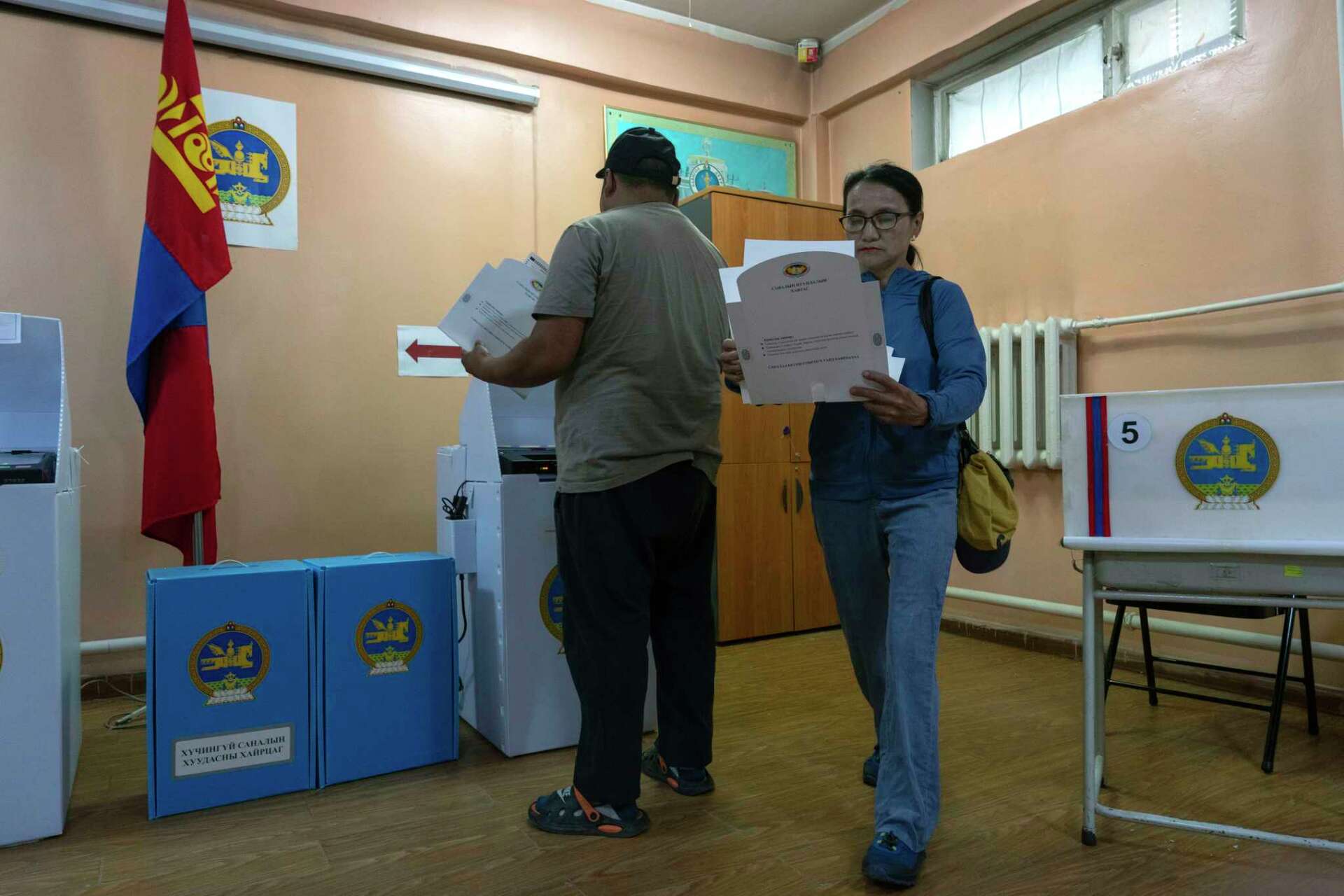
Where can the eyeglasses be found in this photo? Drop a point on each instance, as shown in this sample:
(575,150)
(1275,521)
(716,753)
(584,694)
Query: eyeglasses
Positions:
(882,220)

▸ Problem to solve
Everything in the data above, apart from the pictures, should be retyped exactly.

▸ Solution to this problem
Where can the eyeglasses be found in this photo? Drop a point on each instance, as shown in this sample:
(575,150)
(1275,521)
(716,753)
(584,694)
Query: eyeglasses
Positions:
(882,220)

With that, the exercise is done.